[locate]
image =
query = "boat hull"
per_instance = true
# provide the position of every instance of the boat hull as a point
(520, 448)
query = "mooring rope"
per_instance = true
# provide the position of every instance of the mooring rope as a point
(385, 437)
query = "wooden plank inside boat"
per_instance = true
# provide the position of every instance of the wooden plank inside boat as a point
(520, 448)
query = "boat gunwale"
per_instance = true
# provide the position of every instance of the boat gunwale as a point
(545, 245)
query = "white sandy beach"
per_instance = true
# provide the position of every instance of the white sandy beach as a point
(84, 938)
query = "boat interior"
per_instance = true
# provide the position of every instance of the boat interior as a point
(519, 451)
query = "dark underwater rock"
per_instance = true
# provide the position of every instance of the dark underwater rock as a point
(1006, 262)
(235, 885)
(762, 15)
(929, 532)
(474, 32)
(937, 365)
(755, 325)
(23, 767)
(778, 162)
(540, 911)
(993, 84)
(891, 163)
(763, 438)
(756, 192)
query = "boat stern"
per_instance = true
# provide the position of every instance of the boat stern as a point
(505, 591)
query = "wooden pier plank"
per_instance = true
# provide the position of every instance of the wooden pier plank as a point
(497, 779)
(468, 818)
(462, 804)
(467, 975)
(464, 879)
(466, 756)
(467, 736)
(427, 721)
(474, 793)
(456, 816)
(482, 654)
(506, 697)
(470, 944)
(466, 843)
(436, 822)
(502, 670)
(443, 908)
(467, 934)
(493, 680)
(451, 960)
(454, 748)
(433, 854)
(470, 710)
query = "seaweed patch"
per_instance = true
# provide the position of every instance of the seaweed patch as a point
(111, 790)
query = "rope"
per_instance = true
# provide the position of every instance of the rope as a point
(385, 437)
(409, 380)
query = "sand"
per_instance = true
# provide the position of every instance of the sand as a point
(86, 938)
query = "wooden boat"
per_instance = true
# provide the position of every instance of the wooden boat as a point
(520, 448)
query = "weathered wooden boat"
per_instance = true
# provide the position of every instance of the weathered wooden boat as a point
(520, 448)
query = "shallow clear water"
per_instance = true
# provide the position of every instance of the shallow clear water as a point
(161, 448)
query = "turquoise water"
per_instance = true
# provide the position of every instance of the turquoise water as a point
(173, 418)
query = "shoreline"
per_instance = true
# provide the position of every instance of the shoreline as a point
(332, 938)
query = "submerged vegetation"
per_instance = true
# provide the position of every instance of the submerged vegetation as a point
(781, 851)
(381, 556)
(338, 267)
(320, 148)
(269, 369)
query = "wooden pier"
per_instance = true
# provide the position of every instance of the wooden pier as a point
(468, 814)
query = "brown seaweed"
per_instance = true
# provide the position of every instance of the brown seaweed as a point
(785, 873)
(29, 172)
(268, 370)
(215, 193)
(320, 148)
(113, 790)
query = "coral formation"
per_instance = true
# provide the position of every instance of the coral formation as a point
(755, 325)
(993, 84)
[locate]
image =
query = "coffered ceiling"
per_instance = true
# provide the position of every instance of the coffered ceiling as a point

- - -

→ Task to complete:
Please output the entire listing exactly as it stands.

→ Output of the task:
[locate]
image =
query = "boat hull"
per_instance = true
# provide the position of every instance of the boat hull as a point
(520, 448)
query = "mooring rope"
per_instance = true
# provide the position of every instance of the mooring rope as a point
(385, 437)
query = "wooden plank inside boat"
per_instance = true
# provide the position of every instance of the wooden plank inside boat as a point
(520, 448)
query = "boat gunwale"
per_instance = true
# provide the position of every instance of the boat gunwale as a point
(545, 245)
query = "white sandy beach"
per_instance = true
# provide the position of every instance of the white sandy beach as a point
(84, 938)
query = "boat interior"
per_instance = true
# provide the position of every instance of the boat interior as a point
(519, 451)
query = "dark underwater rock"
per_instance = true
# provide the position of every instance of the dark underwater rock as a point
(1006, 262)
(235, 885)
(762, 15)
(929, 532)
(474, 32)
(937, 365)
(755, 325)
(23, 767)
(778, 162)
(540, 911)
(993, 84)
(891, 163)
(763, 438)
(756, 192)
query = "boat stern"
per_instance = true
# provide the position of every instance of the boat stern as a point
(505, 591)
query = "wooden pier plank"
per_instance = true
# provide the position of every instance of the wooden pier plank as a point
(497, 779)
(468, 818)
(462, 804)
(467, 975)
(464, 879)
(466, 756)
(467, 736)
(427, 721)
(474, 793)
(456, 816)
(482, 654)
(506, 697)
(470, 944)
(466, 843)
(436, 822)
(502, 670)
(443, 908)
(467, 934)
(493, 680)
(451, 960)
(454, 748)
(433, 854)
(470, 710)
query = "seaweed patch"
per_instance = true
# provide the position of every instance of the seaweed patch as a point
(111, 790)
query = "rope"
per_instance = true
# provide the position of every instance of the rope as a point
(385, 437)
(409, 380)
query = "sand"
per_instance = true
# provide the position of every instance of the sand as a point
(86, 938)
query = "wooden boat"
per_instance = true
# provide the position of every instance of the wooden boat as a point
(520, 448)
query = "weathered wooden boat"
per_instance = true
# provide the position of every instance of the weathered wooden boat as a point
(520, 448)
query = "shallow clear water"
per_instance = true
# provide the position of every instance of the shallow clear water as a point
(161, 448)
query = "turquoise water"
per_instance = true
# provide the position of every instance of the turquoise water as a point
(173, 418)
query = "shoreline"
per_instance = true
# provide the position of every instance of the shoreline as a point
(332, 938)
query = "submerged vegetation"
per_instance = true
# provide the position of every instance of the submerged vegetation as a point
(781, 851)
(381, 556)
(338, 267)
(320, 148)
(269, 369)
query = "wooden pier"
per_instance = true
# provide the position of every instance of the wooden pier as a point
(468, 814)
query = "brown seaweed"
per_instance = true
# provide the position of every instance of the brown seaweed as a point
(785, 873)
(29, 172)
(268, 370)
(215, 193)
(320, 148)
(113, 790)
query = "coral formation"
per_instance = true
# provide the position of every instance of the coral formation as a point
(755, 325)
(993, 84)
[locate]
image =
query = "coffered ceiling"
per_instance = true
# provide the position of every instance of the coffered ceiling as a point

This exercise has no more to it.